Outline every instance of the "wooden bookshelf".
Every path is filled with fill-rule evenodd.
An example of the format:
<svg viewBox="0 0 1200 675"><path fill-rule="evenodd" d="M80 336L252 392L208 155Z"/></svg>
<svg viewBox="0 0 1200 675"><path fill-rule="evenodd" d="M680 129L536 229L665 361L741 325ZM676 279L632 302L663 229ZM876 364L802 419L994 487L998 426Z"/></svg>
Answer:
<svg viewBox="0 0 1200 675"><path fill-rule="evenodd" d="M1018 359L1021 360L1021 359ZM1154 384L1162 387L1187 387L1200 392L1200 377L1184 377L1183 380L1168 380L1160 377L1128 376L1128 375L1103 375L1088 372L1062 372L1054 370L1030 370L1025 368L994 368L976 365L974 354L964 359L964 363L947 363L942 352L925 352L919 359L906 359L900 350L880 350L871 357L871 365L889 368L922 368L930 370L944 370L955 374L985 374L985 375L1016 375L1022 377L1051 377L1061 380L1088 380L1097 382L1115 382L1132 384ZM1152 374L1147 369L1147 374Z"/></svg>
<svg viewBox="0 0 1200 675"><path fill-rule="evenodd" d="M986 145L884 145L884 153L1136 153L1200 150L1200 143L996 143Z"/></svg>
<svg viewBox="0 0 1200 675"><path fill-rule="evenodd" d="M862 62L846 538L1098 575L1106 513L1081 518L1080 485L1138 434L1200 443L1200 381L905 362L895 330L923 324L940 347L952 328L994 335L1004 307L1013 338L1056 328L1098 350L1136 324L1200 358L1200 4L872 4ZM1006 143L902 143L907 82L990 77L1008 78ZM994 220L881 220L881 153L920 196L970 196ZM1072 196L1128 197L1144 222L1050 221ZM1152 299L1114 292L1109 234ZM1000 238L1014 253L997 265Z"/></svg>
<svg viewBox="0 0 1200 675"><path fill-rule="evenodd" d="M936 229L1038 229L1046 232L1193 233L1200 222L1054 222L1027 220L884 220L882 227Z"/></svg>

┄┄┄┄┄┄

» **What is required**: Copy all the records above precisely.

» **Solution to this task**:
Outline every instance of the "wooden bookshelf".
Every path is filled with fill-rule evenodd.
An example of the format:
<svg viewBox="0 0 1200 675"><path fill-rule="evenodd" d="M80 336L252 392L208 155Z"/></svg>
<svg viewBox="0 0 1200 675"><path fill-rule="evenodd" d="M680 129L536 229L665 361L741 325ZM676 279L632 302L663 229ZM876 364L802 419L994 487L998 426Z"/></svg>
Answer:
<svg viewBox="0 0 1200 675"><path fill-rule="evenodd" d="M1018 359L1021 360L1021 359ZM1154 384L1162 387L1187 387L1200 392L1200 377L1184 377L1183 380L1168 380L1160 377L1128 376L1128 375L1103 375L1088 372L1062 372L1054 370L1030 370L1025 368L994 368L976 365L974 354L964 359L964 363L947 363L942 352L925 352L919 359L906 359L900 350L880 350L871 357L871 365L889 368L922 368L930 370L944 370L955 374L985 374L985 375L1016 375L1022 377L1051 377L1061 380L1088 380L1097 382L1115 382L1132 384ZM1152 374L1147 369L1147 374Z"/></svg>
<svg viewBox="0 0 1200 675"><path fill-rule="evenodd" d="M986 145L884 145L884 153L1136 153L1200 150L1200 143L996 143Z"/></svg>
<svg viewBox="0 0 1200 675"><path fill-rule="evenodd" d="M862 62L846 538L1098 575L1106 513L1081 518L1080 485L1138 434L1200 443L1200 381L905 362L895 330L923 324L940 347L952 328L994 335L1004 307L1013 338L1056 328L1098 350L1136 324L1200 358L1200 4L872 4ZM1006 143L902 143L907 82L990 77L1008 78ZM994 220L881 220L881 153L920 196L970 196ZM1072 196L1128 197L1144 222L1050 221ZM1152 299L1114 292L1109 234ZM1000 238L1014 253L997 265Z"/></svg>
<svg viewBox="0 0 1200 675"><path fill-rule="evenodd" d="M936 229L1038 229L1046 232L1193 233L1200 222L1054 222L1027 220L884 220L882 227Z"/></svg>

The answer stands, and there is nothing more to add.